## Requirement 1
Extract the passage of the space curvature thread that begins at the words "3. May 1, 2013" and ends after the words "space curvature right?", copying it word for word.

## Text
----
# Space curvature

1. May 1, 2013

### Ahmed Samra

When does the arc of the space curvature is large and when is it small?

2. May 1, 2013

### Staff: Mentor

What do you mean with "large/small arc"?
Large masses nearby lead to a large curvature. I don't remember any "arc" used to describe this.

3. May 1, 2013

### Ahmed Samra

I read it in the Internet. Anyway, large masses lead to a large space curvature while small masses lead to a small space curvature right?

4. May 1, 2013

### Staff: Mentor

At the same distance: right.

5. May 1, 2013

### Ahmed Samra

What do you mean by at the same distance?

6. May 1, 2013

### Boy@n

Would you expect it to be in reverse?

I wonder though, is spacetime curving/defining just 3 dimensions?

7. May 1, 2013

### WannabeNewton

I assume you mean space-time curvature, not space curvature. The two are different in general. Anyways, it is not that simple. Remember that in general relativity, the Ricci tensor and Ricci scalar curvature of space-time are related to the energy-momentum tensor so just knowing the mass density is not enough to determine if one mass-energy distribution would generate more curvature than another (if we are looking at a vacuum solution then the curvature is encoded by the Weyl tensor). In the Newtonian limit, the mass density component dominates the other components but this first order approximation does not hold in the general theory.

8. May 1, 2013

### Staff: Mentor

It does matter if you are 1m away from a mass or 1000km.

In addition, see the post above this one.

9. May 1, 2013

### Ahmed Samra

Is there a formula to know how large or small is the space-time curvature? And what is the formula?

10. May 1, 2013

### WannabeNewton

You could, for example, compute the Riemann curvature tensor $R^{a}_{bcd}$ in the coordinate basis using the formulas here:http://en.wikipedia.org/wiki/Riemann_curvature_tensor#Coordinate_expression and then form a curvature scalar such as $R^{abcd}R_{abcd}$. If you do this for the Schwarzschild metric, you will get $R^{abcd}R_{abcd} = \frac{48G^{2}M^{2}}{c^{4}r^{6}}$.

11. May 1, 2013

### Ahmed Samra

Does Jupiter have a larger space-time curvature than earth?

12. May 1, 2013

### Naty1

I don't especially like some of the above answers because mass density is important....If you have a 'ton' of hydrogen gas' versus a 'ton' of lead, you'll get different 'arcs'...that is curvatures,because the gas is spread out, maybe over miles....One of the interesting aspects of 'curvature is that most of celestial [big mass and slow speeds] seems to be curvature of TIME more than that of space.

Spatial curvature is a co-ordinate [observer] dependent property of a given space-time. How fast you move affects what you observe. (SPACE curvature is not coordinate-free; a change of coordinates makes space flat; the only coordinate-free [observer independent] curvature is space–time curvature, which is related to the local mass–energy density or really stress–energy tensor. In other words, spacetime curvature [a gravitational phenomena] is independent of observer motion...how fast you move does NOT affect THAT kind of 'curvature'.
----
(Excerpt from the dataset)
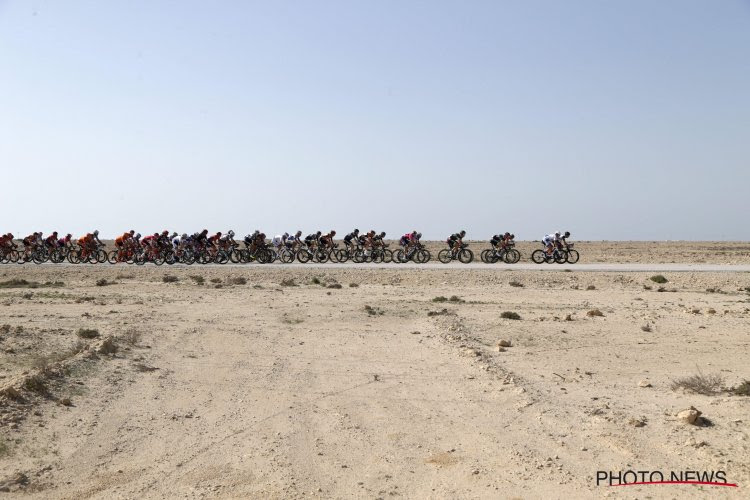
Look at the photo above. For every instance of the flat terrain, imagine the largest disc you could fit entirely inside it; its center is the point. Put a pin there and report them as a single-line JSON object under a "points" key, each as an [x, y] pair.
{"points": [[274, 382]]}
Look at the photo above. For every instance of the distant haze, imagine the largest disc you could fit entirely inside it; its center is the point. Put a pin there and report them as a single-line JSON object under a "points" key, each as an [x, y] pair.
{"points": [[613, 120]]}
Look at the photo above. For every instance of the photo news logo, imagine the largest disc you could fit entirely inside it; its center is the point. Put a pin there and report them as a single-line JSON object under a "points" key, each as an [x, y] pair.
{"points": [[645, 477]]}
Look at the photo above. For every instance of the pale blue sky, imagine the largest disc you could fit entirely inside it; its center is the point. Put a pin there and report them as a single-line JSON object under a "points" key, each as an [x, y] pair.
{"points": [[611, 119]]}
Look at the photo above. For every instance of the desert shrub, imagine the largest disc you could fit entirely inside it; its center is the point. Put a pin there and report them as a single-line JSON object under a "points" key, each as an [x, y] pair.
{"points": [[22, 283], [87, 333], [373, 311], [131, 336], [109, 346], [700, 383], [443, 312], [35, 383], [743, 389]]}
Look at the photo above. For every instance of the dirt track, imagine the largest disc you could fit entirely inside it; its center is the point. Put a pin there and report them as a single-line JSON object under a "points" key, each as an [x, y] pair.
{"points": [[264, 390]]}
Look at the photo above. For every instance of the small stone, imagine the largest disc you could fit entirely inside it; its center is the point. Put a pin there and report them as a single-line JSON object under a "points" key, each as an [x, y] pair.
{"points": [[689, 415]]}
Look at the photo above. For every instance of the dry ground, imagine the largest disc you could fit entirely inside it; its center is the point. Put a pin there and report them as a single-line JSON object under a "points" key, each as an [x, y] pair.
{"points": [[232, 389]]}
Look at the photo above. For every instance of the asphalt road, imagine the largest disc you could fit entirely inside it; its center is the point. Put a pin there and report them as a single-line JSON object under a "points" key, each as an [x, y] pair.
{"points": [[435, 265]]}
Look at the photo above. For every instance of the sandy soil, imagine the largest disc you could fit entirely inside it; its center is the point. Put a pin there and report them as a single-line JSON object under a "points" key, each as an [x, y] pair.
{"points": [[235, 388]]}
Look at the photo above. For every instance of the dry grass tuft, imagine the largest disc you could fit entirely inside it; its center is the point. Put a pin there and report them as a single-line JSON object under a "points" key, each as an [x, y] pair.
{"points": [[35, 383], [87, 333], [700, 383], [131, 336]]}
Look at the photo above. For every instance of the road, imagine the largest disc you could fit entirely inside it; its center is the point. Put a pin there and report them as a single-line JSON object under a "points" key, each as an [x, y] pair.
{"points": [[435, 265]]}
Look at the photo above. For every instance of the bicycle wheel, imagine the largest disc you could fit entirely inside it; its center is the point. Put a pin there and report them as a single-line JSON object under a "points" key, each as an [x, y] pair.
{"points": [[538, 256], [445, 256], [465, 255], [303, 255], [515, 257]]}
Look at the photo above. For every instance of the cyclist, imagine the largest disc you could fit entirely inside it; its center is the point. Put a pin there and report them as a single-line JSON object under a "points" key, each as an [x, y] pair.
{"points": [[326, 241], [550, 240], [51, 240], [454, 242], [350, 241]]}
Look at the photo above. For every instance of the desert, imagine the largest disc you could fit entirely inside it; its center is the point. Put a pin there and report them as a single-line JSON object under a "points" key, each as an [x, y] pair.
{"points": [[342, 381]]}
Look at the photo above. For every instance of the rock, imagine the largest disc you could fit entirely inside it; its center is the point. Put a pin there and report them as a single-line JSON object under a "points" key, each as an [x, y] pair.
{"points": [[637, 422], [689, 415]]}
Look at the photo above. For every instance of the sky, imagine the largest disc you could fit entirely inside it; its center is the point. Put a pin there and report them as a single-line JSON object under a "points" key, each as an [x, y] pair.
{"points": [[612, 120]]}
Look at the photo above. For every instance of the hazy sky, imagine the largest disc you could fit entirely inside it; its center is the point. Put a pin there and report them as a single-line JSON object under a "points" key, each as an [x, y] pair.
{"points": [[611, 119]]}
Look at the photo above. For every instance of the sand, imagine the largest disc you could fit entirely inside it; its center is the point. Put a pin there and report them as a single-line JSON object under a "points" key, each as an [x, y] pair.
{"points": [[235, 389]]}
----
## Requirement 2
In the records, rewrite every line from the one containing "the rock, imagine" through the end of the records, requests included, and give only those lines. Multiply each point coordinate in the answers by 2.35 and round to the nearest whole number, with halves rounded up.

## Exercise answer 1
3. May 1, 2013

### Ahmed Samra

I read it in the Internet. Anyway, large masses lead to a large space curvature while small masses lead to a small space curvature right?

## Exercise answer 2
Look at the photo above. For every instance of the rock, imagine the largest disc you could fit entirely inside it; its center is the point. Put a pin there and report them as a single-line JSON object under a "points" key, each as an [x, y] pair.
{"points": [[1497, 992], [1619, 975]]}
Look at the photo above. For every instance of the sky, imagine the largest disc you could fit entirely inside it; its center is the point. Put a pin there and report them as a single-line JSON object under a "points" key, each as an [x, y] pair.
{"points": [[1438, 282]]}
Look at the photo above. For every instance of the hazy sky, imagine the largest disc you could fit entirely inside it; its center is the point. Put a pin there and report them as a single-line JSON object under a "points" key, each as an [x, y] pair.
{"points": [[1436, 280]]}
Look at the photo above. For every instance of the sand, imagine the largest disc you could fit entirely inside it; its center is the point. Put a pin there and report them as a single-line JSON object under a "points" key, each as an [x, y] pair.
{"points": [[552, 914]]}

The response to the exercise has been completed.